Lines from the one containing "the girl's brown" through the last line of the data are to be repeated word for word, both ends included.

[START Supplied material]

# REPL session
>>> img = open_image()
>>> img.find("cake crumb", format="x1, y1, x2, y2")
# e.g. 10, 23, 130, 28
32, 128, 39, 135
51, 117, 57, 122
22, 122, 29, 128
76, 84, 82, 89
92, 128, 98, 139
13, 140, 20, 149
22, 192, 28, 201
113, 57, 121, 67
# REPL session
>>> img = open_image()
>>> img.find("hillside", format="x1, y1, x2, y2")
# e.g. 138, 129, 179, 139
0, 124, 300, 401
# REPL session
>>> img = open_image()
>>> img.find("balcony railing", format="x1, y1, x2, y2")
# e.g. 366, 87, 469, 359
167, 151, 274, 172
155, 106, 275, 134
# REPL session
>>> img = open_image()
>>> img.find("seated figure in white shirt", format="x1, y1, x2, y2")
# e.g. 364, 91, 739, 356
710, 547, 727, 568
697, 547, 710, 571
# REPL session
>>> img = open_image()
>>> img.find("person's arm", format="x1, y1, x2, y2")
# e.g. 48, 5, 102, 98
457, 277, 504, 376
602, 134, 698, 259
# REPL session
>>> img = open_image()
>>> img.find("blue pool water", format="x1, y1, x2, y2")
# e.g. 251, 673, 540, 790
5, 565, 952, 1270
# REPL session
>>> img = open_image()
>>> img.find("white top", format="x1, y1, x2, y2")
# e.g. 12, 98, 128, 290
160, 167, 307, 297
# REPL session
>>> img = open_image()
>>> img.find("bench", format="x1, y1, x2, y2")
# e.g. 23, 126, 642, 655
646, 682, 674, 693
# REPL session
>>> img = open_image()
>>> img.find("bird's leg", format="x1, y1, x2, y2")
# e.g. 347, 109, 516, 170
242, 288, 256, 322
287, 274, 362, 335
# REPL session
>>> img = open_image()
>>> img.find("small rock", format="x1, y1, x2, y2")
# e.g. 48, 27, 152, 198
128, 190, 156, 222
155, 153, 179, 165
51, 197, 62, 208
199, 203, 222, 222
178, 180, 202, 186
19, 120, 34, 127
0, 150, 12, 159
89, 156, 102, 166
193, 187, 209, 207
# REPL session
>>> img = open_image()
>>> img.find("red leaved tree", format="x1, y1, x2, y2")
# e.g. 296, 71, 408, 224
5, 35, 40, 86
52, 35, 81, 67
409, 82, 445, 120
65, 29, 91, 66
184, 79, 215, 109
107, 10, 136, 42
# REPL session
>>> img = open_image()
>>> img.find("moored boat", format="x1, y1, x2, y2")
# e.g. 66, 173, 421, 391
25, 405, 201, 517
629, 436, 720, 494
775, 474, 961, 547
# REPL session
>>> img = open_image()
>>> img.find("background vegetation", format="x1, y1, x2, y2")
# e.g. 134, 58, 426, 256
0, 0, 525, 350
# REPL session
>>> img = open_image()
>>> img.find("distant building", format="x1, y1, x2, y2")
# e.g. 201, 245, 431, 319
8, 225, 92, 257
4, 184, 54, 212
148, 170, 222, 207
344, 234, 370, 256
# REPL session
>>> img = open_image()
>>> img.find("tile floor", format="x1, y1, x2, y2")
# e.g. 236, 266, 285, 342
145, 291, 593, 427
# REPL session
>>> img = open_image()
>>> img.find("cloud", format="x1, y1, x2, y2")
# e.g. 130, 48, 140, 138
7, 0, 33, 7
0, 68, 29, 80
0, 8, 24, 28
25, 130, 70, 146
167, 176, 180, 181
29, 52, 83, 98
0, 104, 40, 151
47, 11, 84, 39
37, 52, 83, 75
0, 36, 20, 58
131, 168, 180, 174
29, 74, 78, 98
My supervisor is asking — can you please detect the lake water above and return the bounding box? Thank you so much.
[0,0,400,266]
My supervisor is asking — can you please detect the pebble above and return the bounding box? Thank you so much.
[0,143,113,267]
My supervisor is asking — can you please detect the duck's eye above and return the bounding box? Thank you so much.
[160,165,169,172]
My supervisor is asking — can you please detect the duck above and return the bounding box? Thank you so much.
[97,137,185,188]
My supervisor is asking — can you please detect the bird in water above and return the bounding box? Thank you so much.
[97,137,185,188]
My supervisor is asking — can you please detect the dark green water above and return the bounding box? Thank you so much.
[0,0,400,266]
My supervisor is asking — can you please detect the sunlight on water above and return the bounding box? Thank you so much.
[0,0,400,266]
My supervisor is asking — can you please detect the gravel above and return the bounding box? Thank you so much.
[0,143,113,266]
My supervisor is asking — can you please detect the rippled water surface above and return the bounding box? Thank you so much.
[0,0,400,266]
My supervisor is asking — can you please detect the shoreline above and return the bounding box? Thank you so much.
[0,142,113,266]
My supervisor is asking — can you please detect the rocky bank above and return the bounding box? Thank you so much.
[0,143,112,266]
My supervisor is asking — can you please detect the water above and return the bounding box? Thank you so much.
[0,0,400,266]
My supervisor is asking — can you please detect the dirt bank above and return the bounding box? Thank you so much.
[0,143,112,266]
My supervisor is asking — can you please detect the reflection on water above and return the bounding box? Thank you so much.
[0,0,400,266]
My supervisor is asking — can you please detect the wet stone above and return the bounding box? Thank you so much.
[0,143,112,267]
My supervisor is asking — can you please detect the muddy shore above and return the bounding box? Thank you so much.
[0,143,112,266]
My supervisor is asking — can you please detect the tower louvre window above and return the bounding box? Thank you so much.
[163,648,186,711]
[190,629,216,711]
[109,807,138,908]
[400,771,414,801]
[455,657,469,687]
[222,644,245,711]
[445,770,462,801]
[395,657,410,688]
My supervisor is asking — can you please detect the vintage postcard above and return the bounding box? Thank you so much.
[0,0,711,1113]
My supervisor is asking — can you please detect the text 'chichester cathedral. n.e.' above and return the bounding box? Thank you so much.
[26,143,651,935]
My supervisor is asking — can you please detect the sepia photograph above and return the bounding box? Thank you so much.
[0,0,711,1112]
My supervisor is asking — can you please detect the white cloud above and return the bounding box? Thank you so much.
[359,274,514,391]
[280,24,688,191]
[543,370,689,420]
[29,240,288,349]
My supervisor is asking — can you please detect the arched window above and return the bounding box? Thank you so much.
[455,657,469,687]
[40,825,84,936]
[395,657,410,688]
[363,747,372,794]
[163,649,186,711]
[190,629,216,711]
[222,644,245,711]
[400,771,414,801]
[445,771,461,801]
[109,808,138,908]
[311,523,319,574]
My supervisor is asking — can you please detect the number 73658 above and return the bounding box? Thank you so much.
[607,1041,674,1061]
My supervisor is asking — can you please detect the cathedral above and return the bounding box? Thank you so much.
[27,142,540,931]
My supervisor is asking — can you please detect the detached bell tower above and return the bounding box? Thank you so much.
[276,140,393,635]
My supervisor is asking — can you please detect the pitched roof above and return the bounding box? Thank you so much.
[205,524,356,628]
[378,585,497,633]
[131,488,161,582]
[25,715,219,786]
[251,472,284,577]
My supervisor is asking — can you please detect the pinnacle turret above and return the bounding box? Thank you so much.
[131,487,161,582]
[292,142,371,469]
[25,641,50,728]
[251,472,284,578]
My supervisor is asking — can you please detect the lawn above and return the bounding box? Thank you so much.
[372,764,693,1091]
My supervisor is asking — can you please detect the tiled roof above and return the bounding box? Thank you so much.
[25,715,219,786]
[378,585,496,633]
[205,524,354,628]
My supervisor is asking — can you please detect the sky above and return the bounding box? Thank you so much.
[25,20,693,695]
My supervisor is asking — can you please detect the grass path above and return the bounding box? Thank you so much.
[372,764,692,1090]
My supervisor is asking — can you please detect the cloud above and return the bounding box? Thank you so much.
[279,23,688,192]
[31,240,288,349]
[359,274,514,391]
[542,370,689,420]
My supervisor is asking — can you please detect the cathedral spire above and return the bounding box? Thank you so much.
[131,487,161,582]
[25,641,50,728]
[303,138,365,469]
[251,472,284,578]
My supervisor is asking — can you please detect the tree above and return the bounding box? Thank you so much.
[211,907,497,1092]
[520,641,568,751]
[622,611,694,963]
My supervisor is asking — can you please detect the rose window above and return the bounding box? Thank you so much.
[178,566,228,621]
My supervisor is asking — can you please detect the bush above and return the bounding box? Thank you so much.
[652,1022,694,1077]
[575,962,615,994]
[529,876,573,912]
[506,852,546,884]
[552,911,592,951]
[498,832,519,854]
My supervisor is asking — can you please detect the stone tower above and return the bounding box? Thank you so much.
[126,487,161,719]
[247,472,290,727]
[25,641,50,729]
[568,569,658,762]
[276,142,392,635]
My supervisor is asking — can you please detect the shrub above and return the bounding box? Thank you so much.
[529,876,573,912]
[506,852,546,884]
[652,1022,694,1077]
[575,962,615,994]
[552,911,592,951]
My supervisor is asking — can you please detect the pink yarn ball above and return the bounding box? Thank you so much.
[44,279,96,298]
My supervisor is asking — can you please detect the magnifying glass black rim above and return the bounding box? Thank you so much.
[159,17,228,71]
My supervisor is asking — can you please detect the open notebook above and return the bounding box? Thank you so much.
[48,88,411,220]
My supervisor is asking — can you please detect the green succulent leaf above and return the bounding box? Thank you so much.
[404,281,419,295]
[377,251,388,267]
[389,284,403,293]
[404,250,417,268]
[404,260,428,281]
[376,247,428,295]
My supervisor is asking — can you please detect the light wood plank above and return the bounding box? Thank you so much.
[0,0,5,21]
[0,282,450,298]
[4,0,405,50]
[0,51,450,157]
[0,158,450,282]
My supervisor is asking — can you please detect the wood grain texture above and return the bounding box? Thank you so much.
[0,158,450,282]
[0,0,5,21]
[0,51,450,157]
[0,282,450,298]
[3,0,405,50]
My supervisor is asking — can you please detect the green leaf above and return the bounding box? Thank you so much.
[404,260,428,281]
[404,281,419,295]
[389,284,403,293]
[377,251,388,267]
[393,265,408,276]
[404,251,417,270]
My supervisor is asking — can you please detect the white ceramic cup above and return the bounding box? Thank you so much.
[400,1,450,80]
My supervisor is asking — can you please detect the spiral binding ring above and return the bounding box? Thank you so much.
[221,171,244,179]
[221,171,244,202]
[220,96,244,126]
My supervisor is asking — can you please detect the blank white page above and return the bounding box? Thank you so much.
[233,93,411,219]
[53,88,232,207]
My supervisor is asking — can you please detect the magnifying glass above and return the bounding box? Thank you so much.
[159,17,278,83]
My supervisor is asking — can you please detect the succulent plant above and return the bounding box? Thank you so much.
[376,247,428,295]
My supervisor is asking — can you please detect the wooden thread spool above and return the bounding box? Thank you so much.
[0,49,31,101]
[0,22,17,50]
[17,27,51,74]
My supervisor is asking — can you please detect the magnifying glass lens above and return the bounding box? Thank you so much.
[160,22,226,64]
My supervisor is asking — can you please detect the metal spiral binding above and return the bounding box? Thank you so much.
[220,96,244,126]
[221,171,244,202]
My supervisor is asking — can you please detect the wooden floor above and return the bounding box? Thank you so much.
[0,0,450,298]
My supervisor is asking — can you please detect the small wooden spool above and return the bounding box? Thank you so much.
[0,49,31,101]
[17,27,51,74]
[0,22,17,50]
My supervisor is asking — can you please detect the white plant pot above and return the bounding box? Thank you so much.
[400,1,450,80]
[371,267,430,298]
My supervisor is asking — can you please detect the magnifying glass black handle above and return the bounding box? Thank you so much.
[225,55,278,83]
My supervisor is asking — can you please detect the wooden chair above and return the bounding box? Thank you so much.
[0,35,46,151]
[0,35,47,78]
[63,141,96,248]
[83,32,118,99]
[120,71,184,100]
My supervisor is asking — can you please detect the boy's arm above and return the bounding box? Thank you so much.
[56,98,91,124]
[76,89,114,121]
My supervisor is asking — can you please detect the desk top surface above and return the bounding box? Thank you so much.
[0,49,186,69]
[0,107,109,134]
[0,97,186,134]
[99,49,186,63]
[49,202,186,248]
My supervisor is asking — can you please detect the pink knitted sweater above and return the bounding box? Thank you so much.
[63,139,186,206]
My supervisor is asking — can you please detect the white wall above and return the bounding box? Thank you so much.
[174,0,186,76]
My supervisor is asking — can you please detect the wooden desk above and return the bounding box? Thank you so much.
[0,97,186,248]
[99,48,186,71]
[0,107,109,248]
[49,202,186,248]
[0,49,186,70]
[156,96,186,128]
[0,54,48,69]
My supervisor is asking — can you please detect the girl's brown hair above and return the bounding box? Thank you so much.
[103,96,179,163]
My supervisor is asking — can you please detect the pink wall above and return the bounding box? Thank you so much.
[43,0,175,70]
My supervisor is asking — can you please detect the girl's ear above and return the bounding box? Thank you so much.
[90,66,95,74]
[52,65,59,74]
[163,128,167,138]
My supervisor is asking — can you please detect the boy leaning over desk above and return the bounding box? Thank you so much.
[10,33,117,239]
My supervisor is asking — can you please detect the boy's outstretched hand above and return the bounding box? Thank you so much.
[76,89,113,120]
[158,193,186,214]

[END Supplied material]

**Solution**.
My supervisor is asking — can you please detect the girl's brown hair above and return the bounding box? Thank you so much.
[103,96,179,163]
My supervisor is asking — can you please detect the pink wall above and return the bounding box? Thank you so much.
[43,0,175,70]
My supervisor is asking — can you please detect the girl's ear above and return the bounding box? Thank you so much.
[90,66,95,74]
[52,65,59,74]
[163,128,167,138]
My supervisor is asking — can you please detect the boy leaning over desk above and return the bounding box? Thank you so much.
[10,33,117,239]
My supervisor is asking — can you please detect the boy's outstretched hand above and return the bounding box? Thank you so much.
[76,89,113,120]
[158,193,186,214]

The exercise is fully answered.